**PASSAGE**
- - - -

The transformer architecture (@vaswani2023attentionneed) is based on an altogether different way to look at time series compared to recurrent neural networks as the LSTMs above. Its basic idea is to look at the whole sequence at the same time instead of sequentially. This allows the network to learn relevant connections between data that might be far off in time.

Starting with just one frequency for clarity, consider we input time windows of size $N = k + \tau_{\text{max}}$, for $k$ the maximum number of lags and $\tau_{\text{max}}$ the number of forecasted steps. Each of these time steps is associated with a value vector, $v \in \mathbb{R}^{\lambda_{\text{value}}}$; the time series of these values is $\mathbf{V} \in \mathbb{R}^{N \times \lambda_{\text{value}}}$. The self-attention mechanism will scale the $\mathbf{V}$ to reflect the similarity between two other vectors also associated with each time steps.

These vectors are their keys and queries, respectively $\mathbf{K}, \mathbf{Q} \in \mathbb{R}^{\lambda_{\text{attention}}}$. "Attention" refers to how their similarity is calculated. Essentially, key vectors that are more similar to query vectors will generate larger numbers of "attention"; similarly, if they are orthogonal, this will result in a low or null attention between a pair of time steps. We follow common practice and calculate the attention weights using the dot-product between the key and query vectors, normalised by softmax to sum to one and span only the positive space:

$A(\mathbf{Q}, \mathbf{K}) = \text{Softmax}(\mathbf{Q}\mathbf{K}'/\sqrt{\lambda_{\text{attention}}})$.

- - - -

**ENTRIES SHOWN**

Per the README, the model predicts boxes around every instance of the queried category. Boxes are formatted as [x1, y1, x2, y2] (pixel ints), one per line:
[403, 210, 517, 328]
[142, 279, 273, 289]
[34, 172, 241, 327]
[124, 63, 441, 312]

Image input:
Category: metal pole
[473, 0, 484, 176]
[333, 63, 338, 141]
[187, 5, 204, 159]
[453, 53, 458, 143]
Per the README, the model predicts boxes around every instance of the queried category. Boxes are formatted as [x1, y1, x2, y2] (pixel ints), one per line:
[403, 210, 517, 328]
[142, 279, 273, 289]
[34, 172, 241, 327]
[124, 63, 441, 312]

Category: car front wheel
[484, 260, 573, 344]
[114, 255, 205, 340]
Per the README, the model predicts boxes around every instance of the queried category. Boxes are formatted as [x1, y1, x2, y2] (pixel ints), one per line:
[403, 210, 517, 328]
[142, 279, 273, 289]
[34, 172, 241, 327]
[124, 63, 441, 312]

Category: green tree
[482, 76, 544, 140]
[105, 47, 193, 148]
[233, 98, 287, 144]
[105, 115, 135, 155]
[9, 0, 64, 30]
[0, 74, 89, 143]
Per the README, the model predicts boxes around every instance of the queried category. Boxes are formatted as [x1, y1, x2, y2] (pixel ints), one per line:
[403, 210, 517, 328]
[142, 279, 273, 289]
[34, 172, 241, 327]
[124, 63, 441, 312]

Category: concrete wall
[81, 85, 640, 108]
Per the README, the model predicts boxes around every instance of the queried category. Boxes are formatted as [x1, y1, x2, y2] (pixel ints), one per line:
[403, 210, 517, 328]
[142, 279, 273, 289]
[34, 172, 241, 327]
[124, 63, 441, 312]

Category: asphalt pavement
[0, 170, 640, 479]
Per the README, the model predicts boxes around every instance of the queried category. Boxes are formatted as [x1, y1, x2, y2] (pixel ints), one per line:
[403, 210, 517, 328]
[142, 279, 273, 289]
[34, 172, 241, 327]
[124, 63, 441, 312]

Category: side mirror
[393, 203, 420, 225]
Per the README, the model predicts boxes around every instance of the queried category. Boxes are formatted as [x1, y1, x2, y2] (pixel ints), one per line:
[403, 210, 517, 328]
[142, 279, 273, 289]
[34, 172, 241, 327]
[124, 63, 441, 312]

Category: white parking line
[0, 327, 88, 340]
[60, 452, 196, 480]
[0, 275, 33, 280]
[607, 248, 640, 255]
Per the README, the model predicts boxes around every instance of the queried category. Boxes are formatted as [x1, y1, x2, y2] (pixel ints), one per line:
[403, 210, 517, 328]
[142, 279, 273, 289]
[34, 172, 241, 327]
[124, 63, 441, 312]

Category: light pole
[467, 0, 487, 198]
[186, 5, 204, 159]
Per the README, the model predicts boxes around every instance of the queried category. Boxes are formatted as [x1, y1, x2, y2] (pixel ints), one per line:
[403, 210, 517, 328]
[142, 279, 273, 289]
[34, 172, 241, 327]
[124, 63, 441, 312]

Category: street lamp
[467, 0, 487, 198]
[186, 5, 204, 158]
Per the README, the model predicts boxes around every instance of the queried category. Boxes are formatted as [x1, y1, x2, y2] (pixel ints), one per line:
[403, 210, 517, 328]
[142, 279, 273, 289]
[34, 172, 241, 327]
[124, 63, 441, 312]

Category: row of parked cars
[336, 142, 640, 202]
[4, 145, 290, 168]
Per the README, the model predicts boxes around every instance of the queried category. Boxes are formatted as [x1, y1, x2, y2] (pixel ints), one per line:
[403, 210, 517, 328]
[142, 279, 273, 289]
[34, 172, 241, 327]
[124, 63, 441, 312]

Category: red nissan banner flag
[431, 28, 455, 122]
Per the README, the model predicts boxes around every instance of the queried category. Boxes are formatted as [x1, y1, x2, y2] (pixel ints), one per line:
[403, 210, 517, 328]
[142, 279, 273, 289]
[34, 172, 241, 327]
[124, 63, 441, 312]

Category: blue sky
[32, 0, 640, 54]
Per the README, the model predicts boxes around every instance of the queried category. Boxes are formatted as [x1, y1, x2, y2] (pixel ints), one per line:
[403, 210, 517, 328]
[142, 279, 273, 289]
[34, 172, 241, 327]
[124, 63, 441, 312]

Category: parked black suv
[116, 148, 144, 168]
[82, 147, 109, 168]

- - - -

**GOALS**
1. According to the passage on transformer attention, how are the attention weights calculated?
2. Pick up the passage on transformer attention after its final formula and continue it.

**ANSWERS IN ORDER**
1. They are calculated with the dot product between the key and query vectors, normalized by softmax so they sum to one and span only the positive space.

2.
In [None]:
#| label: class ScaledDotProductAttention

class ScaledDotProductAttention(keras.Layer):
    def __init__(
        self,
        dropout_rate:float=0.0, # Will be ignored if `training=False`
        **kwargs
    ):
        super(ScaledDotProductAttention, self).__init__(**kwargs)
        self.dropout_rate = dropout_rate

    def build(self, input_shape):
        super(ScaledDotProductAttention, self).build(input_shape)
        self.dropout = keras.layers.Dropout(rate=self.dropout_rate)
        self.activation = keras.layers.Activation('softmax')
        self.dot_22 = keras.layers.Dot(axes=(2, 2)) # both inputs need to have the same size in their axis=2 dimensions, in this case, d_model for both
        self.dot_21 = keras.layers.Dot(axes=(2, 1)) # the size of the first input's axis=2 dimension needs to match the size of the second input's axis=1 dimension
        self.lambda_layer = keras.layers.Lambda(lambda x: (-1e9) * (1. - keras.ops.cast(x, 'float32')))
        self.add = keras.layers.Add()

    def call(
        self,
        q, # Queries, tensor of shape (?, time, D_model)
        k, # Keys, tensor of shape (?, time, D_model)
        v, # Values, tensor of shape (?, time, D_model)
        mask, # Masking if required (sets Softmax to very large value), tensor of shape (?, time, time)
        training=None, # Whether the layer is being trained or used in inference
    ):
        # returns Tuple (layer outputs, attention weights)
        scale = keras.ops.sqrt(keras.ops.cast(keras.ops.shape(k)[-1], dtype='float32'))
        attention = self.dot_22([q, k]) / scale
        #attention = keras.ops.einsum("bij,bjk->bik", q, keras.ops.transpose(k, axes=(0, 2, 1))) / scale
        if mask is not None:
            mmask = self.lambda_layer(mask)
            attention = self.add([attention, mmask])
        attention = self.activation(attention)
        if training:
            attention = self.dropout(attention)
        output = self.dot_21([attention, v])
        #output = keras.ops.einsum("btt,btd->bt", attention, v)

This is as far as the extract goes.